# Start of SUPPLIED ENTRIES

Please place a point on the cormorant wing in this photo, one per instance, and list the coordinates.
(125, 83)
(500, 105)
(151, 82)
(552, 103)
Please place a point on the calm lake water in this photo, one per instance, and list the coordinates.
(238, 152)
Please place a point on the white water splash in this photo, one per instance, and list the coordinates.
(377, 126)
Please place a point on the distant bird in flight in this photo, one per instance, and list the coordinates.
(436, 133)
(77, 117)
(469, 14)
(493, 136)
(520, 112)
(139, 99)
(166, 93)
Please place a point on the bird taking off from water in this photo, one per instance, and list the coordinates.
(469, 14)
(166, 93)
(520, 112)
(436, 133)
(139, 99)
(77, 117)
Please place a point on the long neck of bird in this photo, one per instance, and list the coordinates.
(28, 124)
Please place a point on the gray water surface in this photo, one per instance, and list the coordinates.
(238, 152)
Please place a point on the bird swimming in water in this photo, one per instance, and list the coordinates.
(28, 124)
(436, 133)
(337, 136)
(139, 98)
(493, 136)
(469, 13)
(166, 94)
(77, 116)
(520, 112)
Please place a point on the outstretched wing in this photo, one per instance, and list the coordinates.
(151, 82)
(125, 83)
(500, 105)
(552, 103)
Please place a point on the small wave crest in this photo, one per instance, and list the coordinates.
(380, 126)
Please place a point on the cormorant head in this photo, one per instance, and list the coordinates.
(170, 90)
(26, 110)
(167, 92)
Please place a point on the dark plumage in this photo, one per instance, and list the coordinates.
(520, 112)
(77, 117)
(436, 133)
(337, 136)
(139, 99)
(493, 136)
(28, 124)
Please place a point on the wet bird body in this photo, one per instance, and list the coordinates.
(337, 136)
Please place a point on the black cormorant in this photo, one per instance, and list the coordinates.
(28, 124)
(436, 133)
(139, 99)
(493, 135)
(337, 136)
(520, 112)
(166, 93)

# End of SUPPLIED ENTRIES
# Start of SUPPLIED ENTRIES

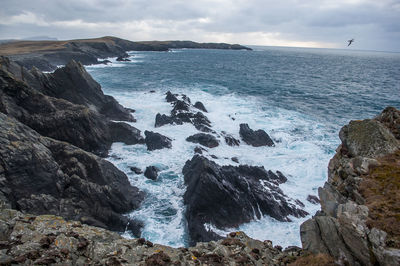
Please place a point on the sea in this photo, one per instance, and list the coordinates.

# End of SUPPLIED ENTRIES

Pull out each line of the data above that contains the word "wing", copying those lines in order.

# EXERCISE RESPONSE
Please place a point on the cormorant wing in this photo, one per instance, and list the coordinates.
Please place a point on the outstretched wing in this photo, one per instance, and list the coordinates.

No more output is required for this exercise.